_Text to read:_
☆ ☆ ☆ ☆ ☆ ☆ ☆
Leading Hotels uses exclusivity to book members for loyalty program

Some loyalty programs strive to get as many members as possible enrolled. The Leading Hotels of the World Ltd. is taking a different tactic. The New York-based luxury marketing organization — which represents 400 properties around the world, such as The Plaza in New York, the Ritz Paris, Hotel Okura in Tokyo and the Pestana Palace in Lisbon, Portugal — has made its Leaders Club “by invitation only.” The move, says vice president of marketing Marshall Calder, gives the program an air of something special for its 90,000 members, who pay anywhere from $350 to $600 for a night's stay at a Leading Hotels location. “We did a lot of customer research as we designed the program, and the thing that appealed to members most was the exclusivity — they saw that as a form of personal recognition,” he says. “They are the best guests in the hotels and they like being treated as such.” The club — built on a CRM platform by Quaero — targets individuals in terms of best customers and not necessarily those who are the most frequent visitors, an approach that Calder admits is a “bit fuzzier” distinction. The company has invested more than $1.5 million in a relaunch of the club, slated to debut in the first quarter of 2005. Direct recently talked with Calder and director of loyalty marketing Allison Cripps about how the company is positioning the Leaders Club to high-end travelers, a demographic that has been “recession-proof — even over the last three years when there's been major disruptions in normal business,” Calder notes. “They continue to travel on holiday. Essentially there's been no change in their pattern for the last several years.”

DIRECT: Do you have a profile of who your best customers are?

CALDER: From research conducted about a year ago, we know 50% are C-level executives, like CEOs, CIOs, CFOs or COOs. The average household income is $240,000-plus. Average net worth is $1.7 million. Eighty-four percent are college grads and 60-odd percent have done postgraduate study. The critical age group was 45 to 50 years old. They take 24 trips a year — 15 business, nine leisure — and spend 63 nights a year in luxury hotels. Seventy-two percent are men, but we want to see a more equal ratio of men to women.
☆ ☆ ☆ ☆ ☆ ☆ ☆
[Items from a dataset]
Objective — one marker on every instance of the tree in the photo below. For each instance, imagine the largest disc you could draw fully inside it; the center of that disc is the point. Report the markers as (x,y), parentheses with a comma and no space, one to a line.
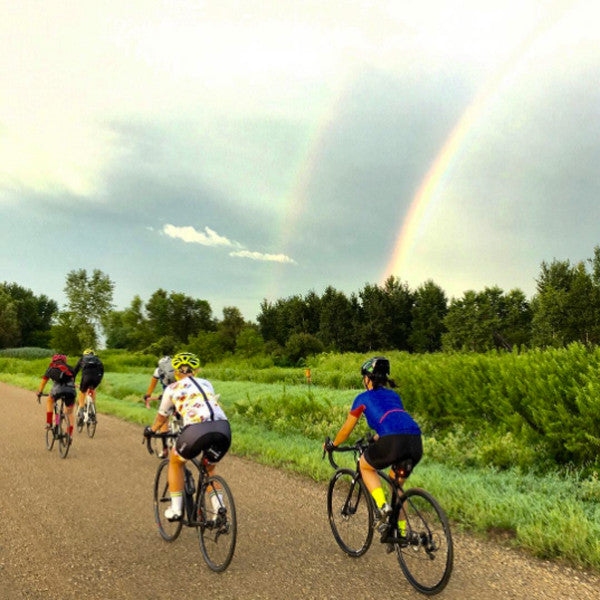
(249,343)
(230,327)
(34,315)
(89,300)
(301,345)
(9,322)
(429,309)
(338,319)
☆ ☆ ☆ ☆ ☆ ☆ ☆
_Written tasks:_
1. In the article on the Leaders Club, how much has the company invested in relaunching the club?
2. Extend the article on the Leaders Club, picking up after its last sentence.

_Per-task outputs:_
1. More than $1.5 million.

2.
DIRECT: What is the history of the Leaders Club?

CALDER: It was developed about seven years ago, primarily as a guest recognition/benefits program. The charter members were [chosen] by our member hotels; each nominated anywhere from 20 to 50 of their best customers. In the next phase of development, we did our own data mining to find the customer whose frequency may not come up on any individual member hotel's radar screen, but who had visited [several properties] and had some demonstrable loyalty to the brand, and we invited them into membership. And then, finally, customers would come to us and ask to join the Leaders Club. We would put them in, provided they could show they in fact had a certain number of visits to Leading Hotels over a prescribed period of time.

DIRECT: When the program relaunches, it will have multiple levels. Could you describe them?

CRIPPS: It's not so much tiers as gold, silver, platinum. It's not that kind of structure. It's more which level of services work best for you.

CALDER: Based on past performance and past history and so forth, members will be steered to certain levels. The tiers will always be by invitation, and a lot of them will be designed around customer need. The program is not being built as a frequency, points-based program per se. It's still a program intended to recognize the status of our customers and afford them a degree of exclusivity, privilege, prestige and access. And the tiers are something that will allow us to extend different types of services or specific services that really go to members' needs.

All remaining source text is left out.